All the entries that follow are to be returned exactly.

Stored items:
>>>
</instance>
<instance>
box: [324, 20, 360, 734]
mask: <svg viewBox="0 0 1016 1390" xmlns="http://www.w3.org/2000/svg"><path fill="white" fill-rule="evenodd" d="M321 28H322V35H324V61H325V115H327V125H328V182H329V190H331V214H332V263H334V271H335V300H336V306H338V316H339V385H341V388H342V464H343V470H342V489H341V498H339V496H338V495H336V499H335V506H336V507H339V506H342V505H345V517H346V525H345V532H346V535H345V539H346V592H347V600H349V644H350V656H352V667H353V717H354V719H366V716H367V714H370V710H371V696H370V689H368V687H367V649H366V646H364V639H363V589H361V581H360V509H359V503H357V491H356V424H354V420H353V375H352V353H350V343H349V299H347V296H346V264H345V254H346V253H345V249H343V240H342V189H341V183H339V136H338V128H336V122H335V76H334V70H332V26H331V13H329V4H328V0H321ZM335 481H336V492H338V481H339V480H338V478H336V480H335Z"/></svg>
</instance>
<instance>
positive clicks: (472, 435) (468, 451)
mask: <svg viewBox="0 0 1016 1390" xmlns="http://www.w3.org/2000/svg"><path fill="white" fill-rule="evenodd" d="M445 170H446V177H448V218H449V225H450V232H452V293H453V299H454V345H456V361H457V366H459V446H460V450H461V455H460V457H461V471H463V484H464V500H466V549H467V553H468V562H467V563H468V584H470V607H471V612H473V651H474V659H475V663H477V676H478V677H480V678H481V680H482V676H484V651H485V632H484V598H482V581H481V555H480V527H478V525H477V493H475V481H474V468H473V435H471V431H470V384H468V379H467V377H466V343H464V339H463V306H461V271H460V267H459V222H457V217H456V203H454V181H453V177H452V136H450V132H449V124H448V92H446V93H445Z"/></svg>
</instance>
<<<
• _RESULT BELOW_
</instance>
<instance>
box: [324, 20, 360, 734]
mask: <svg viewBox="0 0 1016 1390" xmlns="http://www.w3.org/2000/svg"><path fill="white" fill-rule="evenodd" d="M321 28H322V35H324V61H325V115H327V125H328V182H329V190H331V214H332V263H334V271H335V300H336V306H338V316H339V385H341V388H342V464H343V470H342V489H341V498H339V496H338V495H336V499H335V506H336V507H339V506H342V505H345V517H346V525H345V532H346V535H345V539H346V592H347V600H349V644H350V656H352V667H353V717H354V719H366V716H367V714H370V710H371V696H370V689H368V687H367V649H366V646H364V639H363V589H361V581H360V509H359V503H357V491H356V424H354V420H353V375H352V353H350V343H349V299H347V296H346V264H345V254H346V253H345V249H343V240H342V189H341V183H339V136H338V128H336V122H335V76H334V70H332V26H331V13H329V4H328V0H321ZM335 481H336V492H338V481H339V480H338V478H336V480H335Z"/></svg>
</instance>
<instance>
positive clicks: (472, 435) (468, 451)
mask: <svg viewBox="0 0 1016 1390" xmlns="http://www.w3.org/2000/svg"><path fill="white" fill-rule="evenodd" d="M445 170H446V177H448V218H449V225H450V232H452V293H453V299H454V345H456V361H457V366H459V446H460V450H461V455H460V457H461V471H463V484H464V500H466V549H467V553H468V562H467V563H468V584H470V607H471V612H473V651H474V659H475V663H477V676H478V677H480V678H481V680H482V676H484V651H485V632H484V598H482V581H481V555H480V527H478V525H477V493H475V481H474V468H473V435H471V431H470V384H468V379H467V377H466V343H464V339H463V306H461V271H460V267H459V222H457V217H456V203H454V181H453V177H452V136H450V132H449V124H448V92H446V93H445Z"/></svg>
</instance>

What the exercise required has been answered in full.